● Task list
A. Answer these questions from the passage on top-down versus bottom-up approaches.
(i) What phrase does the passage give as a rough translation of its heading?
(ii) Whose point about dispersed knowledge was the idea initially?
(iii) Which three discoveries or inventions does the passage say involved no top-down planning?
B. Write what comes next in the passage on top-down versus bottom-up approaches, beginning after its final sentence.

Honestly, it's a very useful concept, applicable to many more areas than Easterly believed, I think.


Concious Directions vs Spontaneous Solution

Roughly translated into "Top-Down versus Bottom-Up" approaches. Initially a Hayekian point about dispursed knowledge, Easterly adds reasoning over innovations. Since Innovation means doing things differently, in a way previously unknown or undiscovered, you can't plan innovation as you simply don't know what the results of doing things differently (innovating) will be - so you can't plan for certain results to happen. There's no top-down planning involved in discovering anti-biotics, inventing steam-engines or cellphones.
The point is the same as that made repeatedly throughout this book. The top-down leaders and experts in technology do not have enough knowledge or incentives to get it right for the reality of what is happening at the bottom.

● Information shown
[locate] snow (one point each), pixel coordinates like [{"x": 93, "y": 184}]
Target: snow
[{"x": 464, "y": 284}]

● Responses by task
A.
(i) "Top-Down versus Bottom-Up" approaches
(ii) Hayek's
(iii) Antibiotics, steam engines, and cellphones

B.
He goes on, describing how ideas multiply exponentially, and how technological development feeds on itself into a snowball effect consisting of a) previous innovations/non-rivalrous ideas and b) population. Also, the amount of technology had in year 1500 is found to be a pretty good determinant of how much technology that area has today:
We confirmed that technology in 1500 predicts technology (and thus per capita income) today. In fact, 78% of the income difference today between Europe and sub-Saharan Africa can be explained by technology that was already in place by 1500. [...] So we find that a very simple theory of bottom-up innovation can explain many of the big facts about tehcnology around the world today. 
Here, Easterly also draws on Joel Mokyr's work on the British Industrial Revolution: "Intellectual innovation could only occur in the kind of tolerant societies in which sometimes outrageous ideas proposed by highly eccentric men would not entail a violent response against 'heresy'".

Argument simplified:
- Innovation fuels income/wealth
- Individuals with unalianable rights make innovation happen
= Top-Down approach to innovation and lack of individual rights are bad ideas if you're looking for higher incomes.

Probability Confusion.

This area deals with the _ONE_ objection I had while reading; What about the Asian Tigers (South Korea, Taiwan, Singapore, Hong Kong) and their miraculous growth over the last few decades? They were all run by "Benevolent Autocrats". The very existence of these countries seem to throw Easterly's great contribution out the window.

No, he says. We seem to think that autocrats create growth because of a psychological mistake where we confuse two opposite probabilities.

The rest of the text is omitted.